» Problem details
Please return each line of the items below that contains the word "cloud", copied in full.

» Given information
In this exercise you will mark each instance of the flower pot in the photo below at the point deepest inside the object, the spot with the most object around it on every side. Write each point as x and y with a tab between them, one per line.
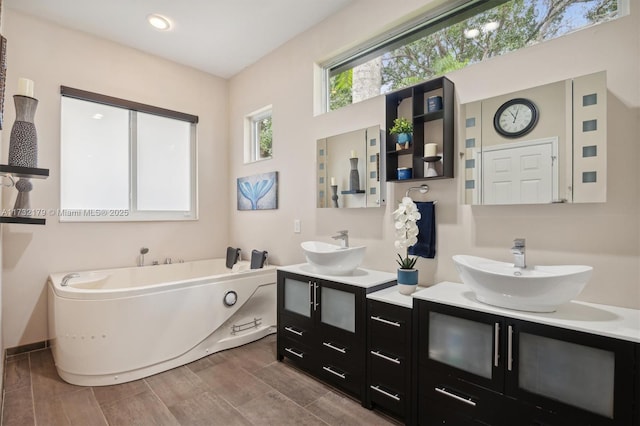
407	280
403	138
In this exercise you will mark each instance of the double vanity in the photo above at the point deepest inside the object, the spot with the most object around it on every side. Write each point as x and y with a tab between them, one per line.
440	356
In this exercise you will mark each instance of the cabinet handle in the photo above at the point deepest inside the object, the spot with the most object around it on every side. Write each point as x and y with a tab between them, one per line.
385	393
509	348
496	339
315	296
335	373
335	348
444	391
294	331
388	358
382	320
291	351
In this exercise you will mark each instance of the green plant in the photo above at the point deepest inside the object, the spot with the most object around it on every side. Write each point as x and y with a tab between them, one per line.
401	125
406	216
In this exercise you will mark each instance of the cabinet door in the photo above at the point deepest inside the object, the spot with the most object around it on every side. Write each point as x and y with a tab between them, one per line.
585	377
465	343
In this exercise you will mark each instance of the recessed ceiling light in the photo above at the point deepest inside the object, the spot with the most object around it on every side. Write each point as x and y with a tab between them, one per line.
490	26
471	33
159	22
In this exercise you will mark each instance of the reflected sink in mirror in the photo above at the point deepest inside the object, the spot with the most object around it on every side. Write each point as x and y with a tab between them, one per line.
534	288
331	259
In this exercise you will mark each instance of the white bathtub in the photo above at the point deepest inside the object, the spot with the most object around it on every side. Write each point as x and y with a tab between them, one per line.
117	325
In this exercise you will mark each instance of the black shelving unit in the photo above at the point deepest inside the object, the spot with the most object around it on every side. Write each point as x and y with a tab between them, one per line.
421	119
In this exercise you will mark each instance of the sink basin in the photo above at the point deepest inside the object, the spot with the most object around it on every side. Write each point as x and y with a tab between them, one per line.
535	288
331	259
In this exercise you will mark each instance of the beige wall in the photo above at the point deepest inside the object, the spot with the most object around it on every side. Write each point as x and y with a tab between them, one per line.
53	56
603	235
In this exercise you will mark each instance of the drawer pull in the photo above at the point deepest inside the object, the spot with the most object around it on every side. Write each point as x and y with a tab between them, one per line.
454	396
384	321
335	373
387	358
385	393
335	348
291	351
293	330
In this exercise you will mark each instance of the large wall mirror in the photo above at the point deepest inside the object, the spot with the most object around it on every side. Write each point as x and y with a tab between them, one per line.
545	144
348	170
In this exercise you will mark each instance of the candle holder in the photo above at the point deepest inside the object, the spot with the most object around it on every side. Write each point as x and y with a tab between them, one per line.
23	149
431	165
354	176
334	196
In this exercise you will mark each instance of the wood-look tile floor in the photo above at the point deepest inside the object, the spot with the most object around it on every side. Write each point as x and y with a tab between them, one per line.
241	386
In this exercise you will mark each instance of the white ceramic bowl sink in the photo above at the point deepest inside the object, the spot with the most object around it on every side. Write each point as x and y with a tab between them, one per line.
535	288
331	259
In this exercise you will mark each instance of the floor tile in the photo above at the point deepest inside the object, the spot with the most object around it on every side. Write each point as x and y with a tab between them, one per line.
140	410
293	383
336	409
273	408
18	407
207	409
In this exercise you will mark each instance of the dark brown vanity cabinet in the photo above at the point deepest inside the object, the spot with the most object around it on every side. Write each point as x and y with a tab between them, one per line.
480	368
389	357
322	328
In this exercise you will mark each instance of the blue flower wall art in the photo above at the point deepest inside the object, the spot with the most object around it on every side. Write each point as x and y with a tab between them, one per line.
258	192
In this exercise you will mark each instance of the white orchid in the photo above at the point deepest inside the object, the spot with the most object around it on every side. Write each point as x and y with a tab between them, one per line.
405	217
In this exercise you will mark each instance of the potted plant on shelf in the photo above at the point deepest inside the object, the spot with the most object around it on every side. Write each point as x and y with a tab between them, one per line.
403	129
405	217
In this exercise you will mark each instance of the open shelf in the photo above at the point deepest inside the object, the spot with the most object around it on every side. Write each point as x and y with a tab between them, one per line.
428	127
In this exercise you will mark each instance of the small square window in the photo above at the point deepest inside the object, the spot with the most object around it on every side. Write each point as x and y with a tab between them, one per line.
258	135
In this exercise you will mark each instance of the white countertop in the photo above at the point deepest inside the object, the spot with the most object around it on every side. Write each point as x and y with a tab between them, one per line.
361	277
393	296
603	320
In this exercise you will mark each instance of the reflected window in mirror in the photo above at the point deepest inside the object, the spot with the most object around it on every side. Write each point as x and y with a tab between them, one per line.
259	135
125	161
560	157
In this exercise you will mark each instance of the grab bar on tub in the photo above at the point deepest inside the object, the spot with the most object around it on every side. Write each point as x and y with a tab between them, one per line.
66	278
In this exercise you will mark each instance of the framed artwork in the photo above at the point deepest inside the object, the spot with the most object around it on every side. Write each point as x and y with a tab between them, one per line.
258	192
3	76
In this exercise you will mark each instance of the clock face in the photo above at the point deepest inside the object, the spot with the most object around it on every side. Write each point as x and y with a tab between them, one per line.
515	118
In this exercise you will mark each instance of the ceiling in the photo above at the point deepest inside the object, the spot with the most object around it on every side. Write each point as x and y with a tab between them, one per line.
220	37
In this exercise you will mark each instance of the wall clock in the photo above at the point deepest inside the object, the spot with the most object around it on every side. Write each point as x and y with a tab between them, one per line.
515	118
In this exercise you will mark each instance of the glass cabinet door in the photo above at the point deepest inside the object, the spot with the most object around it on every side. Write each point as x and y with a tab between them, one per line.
297	297
338	308
461	343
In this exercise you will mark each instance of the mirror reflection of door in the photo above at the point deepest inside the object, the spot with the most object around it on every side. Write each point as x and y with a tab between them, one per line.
520	172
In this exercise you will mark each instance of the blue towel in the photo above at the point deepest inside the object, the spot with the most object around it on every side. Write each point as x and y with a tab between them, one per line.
426	245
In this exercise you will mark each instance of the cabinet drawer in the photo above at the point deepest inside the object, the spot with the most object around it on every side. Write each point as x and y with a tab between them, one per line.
387	370
389	325
346	379
391	398
292	329
298	353
459	396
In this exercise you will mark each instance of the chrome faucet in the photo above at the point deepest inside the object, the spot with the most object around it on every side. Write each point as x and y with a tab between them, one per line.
66	278
343	236
518	251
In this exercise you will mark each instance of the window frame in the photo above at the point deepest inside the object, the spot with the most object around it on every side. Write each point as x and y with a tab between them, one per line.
252	134
132	214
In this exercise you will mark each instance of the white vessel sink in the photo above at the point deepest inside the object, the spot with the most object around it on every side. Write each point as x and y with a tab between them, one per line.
535	288
331	259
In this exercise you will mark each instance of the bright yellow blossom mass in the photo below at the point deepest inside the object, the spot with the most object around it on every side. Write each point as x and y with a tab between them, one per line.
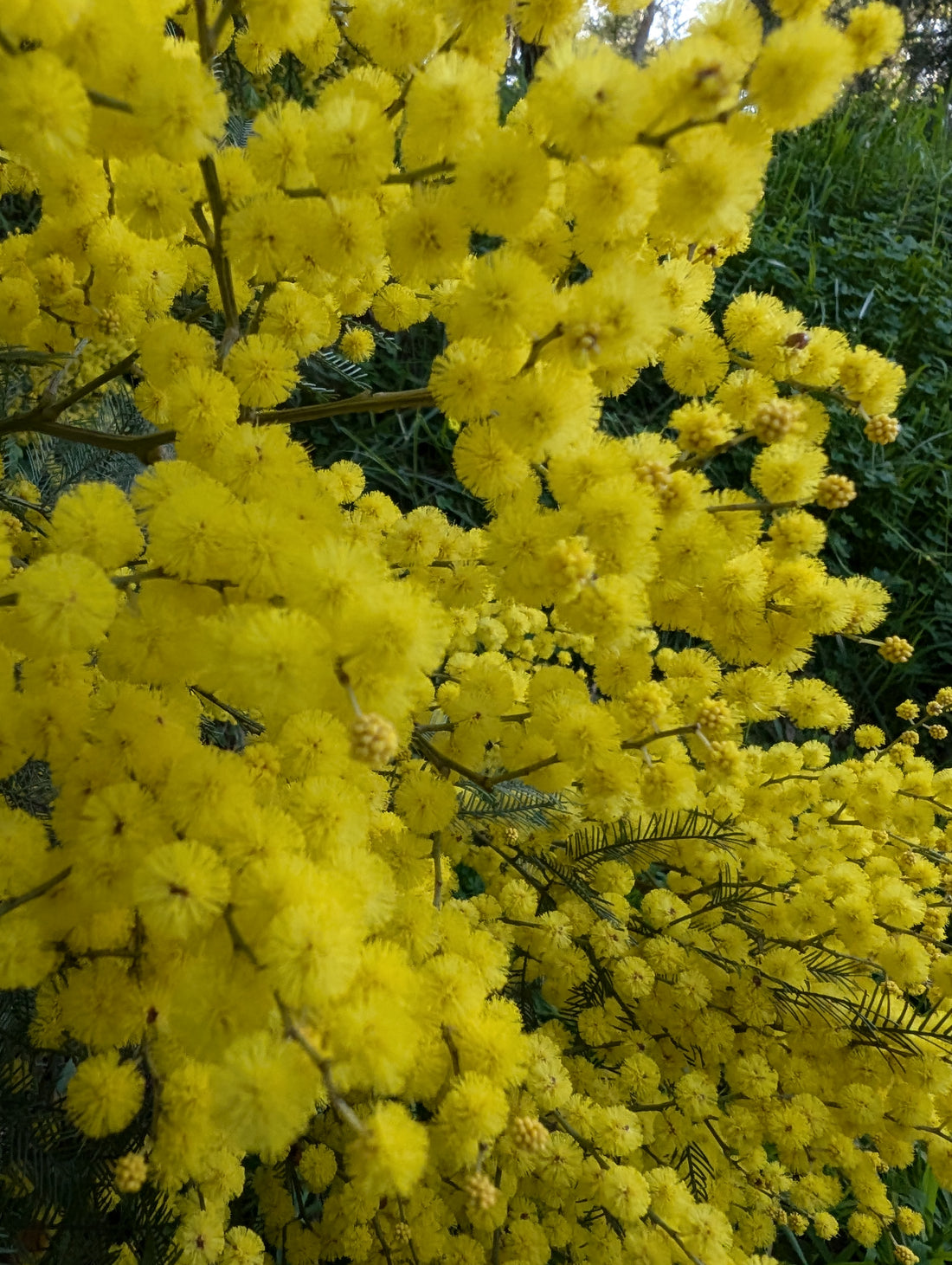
702	988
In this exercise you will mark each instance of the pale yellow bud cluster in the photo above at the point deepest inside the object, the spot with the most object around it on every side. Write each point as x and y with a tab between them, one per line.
881	429
131	1173
480	1191
836	491
775	420
530	1133
373	740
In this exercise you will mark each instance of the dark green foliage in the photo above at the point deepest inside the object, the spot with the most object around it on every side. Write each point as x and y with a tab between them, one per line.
647	837
914	1188
855	232
405	455
511	804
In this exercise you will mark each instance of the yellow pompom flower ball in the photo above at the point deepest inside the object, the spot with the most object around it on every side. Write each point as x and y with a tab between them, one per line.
65	603
357	345
104	1095
263	370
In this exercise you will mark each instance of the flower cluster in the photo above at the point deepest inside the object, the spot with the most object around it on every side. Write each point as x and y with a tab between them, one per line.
703	990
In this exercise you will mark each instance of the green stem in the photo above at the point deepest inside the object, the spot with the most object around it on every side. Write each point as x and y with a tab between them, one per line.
378	401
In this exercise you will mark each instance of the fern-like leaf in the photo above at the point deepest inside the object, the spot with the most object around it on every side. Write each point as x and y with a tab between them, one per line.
698	1169
649	836
516	803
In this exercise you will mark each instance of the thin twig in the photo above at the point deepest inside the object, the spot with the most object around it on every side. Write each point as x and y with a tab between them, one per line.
430	753
14	902
764	507
219	257
52	409
438	875
674	1236
109	103
378	401
239	716
342	1107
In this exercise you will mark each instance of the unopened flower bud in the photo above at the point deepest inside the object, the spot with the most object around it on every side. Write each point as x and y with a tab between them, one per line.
774	420
480	1191
373	740
530	1133
836	491
131	1173
715	719
897	649
881	429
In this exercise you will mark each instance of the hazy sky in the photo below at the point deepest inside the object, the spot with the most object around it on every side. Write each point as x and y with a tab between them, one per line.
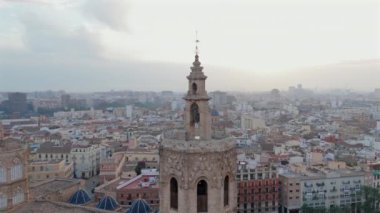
93	45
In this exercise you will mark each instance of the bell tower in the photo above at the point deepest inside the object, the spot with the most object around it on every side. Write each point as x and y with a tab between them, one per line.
197	111
197	175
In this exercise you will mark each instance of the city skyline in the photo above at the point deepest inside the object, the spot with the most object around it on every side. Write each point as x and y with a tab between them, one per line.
85	46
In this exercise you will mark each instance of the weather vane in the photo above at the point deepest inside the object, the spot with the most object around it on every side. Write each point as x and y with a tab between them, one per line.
196	42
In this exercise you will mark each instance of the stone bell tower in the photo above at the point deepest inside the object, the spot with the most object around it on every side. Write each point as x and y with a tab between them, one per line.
197	112
197	173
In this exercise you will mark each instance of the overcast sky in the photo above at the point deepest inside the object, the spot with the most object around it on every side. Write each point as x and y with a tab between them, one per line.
252	45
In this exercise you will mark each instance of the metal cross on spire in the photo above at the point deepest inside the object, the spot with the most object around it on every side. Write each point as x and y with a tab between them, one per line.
196	43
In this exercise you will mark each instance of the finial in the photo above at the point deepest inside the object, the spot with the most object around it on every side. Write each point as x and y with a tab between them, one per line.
196	43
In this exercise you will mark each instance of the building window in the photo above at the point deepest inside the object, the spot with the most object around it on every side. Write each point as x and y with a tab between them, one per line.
18	197
173	193
226	190
16	172
202	196
3	201
194	114
3	175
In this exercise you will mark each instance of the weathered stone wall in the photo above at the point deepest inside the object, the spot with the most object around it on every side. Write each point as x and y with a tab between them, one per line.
191	161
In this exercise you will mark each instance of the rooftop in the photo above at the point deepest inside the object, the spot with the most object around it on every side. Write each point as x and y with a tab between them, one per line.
192	146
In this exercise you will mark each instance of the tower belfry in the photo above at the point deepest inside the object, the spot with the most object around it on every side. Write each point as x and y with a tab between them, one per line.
197	175
197	111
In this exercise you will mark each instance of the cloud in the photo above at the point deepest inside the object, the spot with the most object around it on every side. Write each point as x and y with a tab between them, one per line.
112	13
46	36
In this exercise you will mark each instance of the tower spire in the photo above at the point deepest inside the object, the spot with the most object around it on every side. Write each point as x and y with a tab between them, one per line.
196	43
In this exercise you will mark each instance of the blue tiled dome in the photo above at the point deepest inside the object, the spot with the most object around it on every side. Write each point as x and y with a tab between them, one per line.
107	203
139	206
80	197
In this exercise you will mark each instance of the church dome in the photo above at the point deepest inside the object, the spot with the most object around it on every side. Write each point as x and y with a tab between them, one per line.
80	197
139	206
107	203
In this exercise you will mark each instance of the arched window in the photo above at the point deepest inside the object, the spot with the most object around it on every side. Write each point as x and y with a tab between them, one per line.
194	114
3	175
3	201
226	190
194	88
18	196
173	193
202	196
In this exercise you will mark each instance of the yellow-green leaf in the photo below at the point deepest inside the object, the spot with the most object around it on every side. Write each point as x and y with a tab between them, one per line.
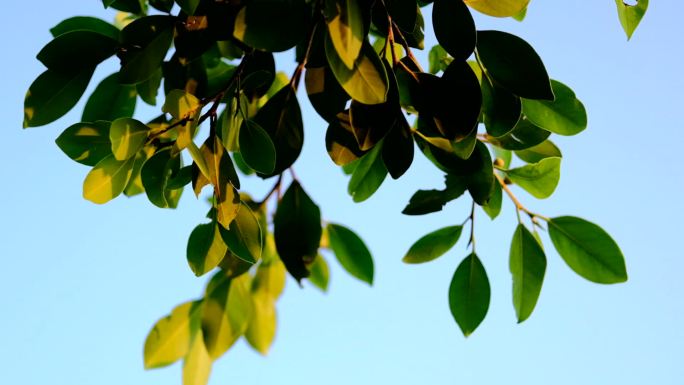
170	338
107	179
127	136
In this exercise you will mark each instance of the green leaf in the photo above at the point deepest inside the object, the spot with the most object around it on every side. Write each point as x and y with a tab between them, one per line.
351	252
205	248
340	142
272	26
501	108
368	175
86	23
197	363
77	50
534	154
528	266
107	179
226	312
157	173
429	201
469	294
297	230
281	117
498	8
345	29
53	94
149	88
256	147
588	250
86	143
438	59
170	338
433	245
320	273
180	104
539	179
524	135
513	64
127	136
109	101
244	236
564	116
454	28
493	206
188	6
631	15
367	81
147	41
326	95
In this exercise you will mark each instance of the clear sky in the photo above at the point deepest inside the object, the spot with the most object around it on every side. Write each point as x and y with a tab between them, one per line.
82	284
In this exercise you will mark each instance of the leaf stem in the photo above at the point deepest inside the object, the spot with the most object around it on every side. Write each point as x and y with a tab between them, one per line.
518	206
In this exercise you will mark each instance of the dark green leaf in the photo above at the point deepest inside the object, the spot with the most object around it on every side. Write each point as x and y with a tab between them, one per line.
430	201
85	23
86	143
367	81
588	250
127	136
256	147
52	95
340	141
110	101
545	149
631	14
244	237
454	28
368	175
282	120
513	64
326	95
469	294
528	266
564	116
146	41
524	135
351	252
156	174
539	179
77	50
433	245
398	149
501	108
297	230
205	248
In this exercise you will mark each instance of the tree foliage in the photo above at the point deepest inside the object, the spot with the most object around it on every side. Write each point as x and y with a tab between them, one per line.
485	97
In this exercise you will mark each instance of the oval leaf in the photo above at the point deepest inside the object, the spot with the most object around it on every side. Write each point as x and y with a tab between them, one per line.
588	250
469	294
564	116
513	64
433	245
351	252
528	266
539	179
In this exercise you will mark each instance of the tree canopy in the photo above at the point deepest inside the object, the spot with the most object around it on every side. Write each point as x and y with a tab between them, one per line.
485	97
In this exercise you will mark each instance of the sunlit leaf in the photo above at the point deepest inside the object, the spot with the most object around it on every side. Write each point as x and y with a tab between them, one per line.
351	252
433	245
588	250
107	179
469	294
528	266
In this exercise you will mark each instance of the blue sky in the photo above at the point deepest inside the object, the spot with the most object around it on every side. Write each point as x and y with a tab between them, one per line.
82	284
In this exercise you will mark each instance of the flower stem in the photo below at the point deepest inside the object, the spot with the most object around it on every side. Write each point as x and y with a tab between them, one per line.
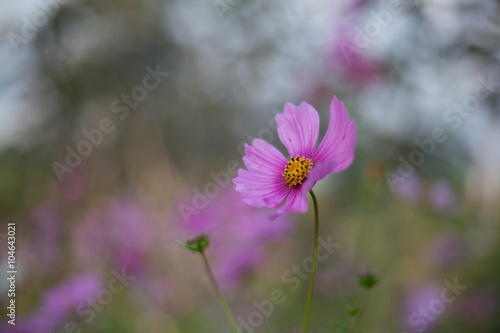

» The reply
In this exercise you will mark each instance of the cloud in the photo above at the point deepest inside the object, the spot with the most object around it on every side. Write each point as x and y with a tab between them, one per line.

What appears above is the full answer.